Task brief
Rewrite the listing with every "office chair" changed to "desk chair", keeping everything else the same.

::::::::::

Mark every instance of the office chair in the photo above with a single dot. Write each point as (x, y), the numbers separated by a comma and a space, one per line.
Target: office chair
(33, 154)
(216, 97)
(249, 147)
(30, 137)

::::::::::

Solved exercise
Mark every instance of the desk chair in the photo above with a single dot. Write each point as (x, y), the numbers separated by a comma and a space, one per line.
Target: desk chair
(33, 154)
(216, 97)
(249, 147)
(30, 137)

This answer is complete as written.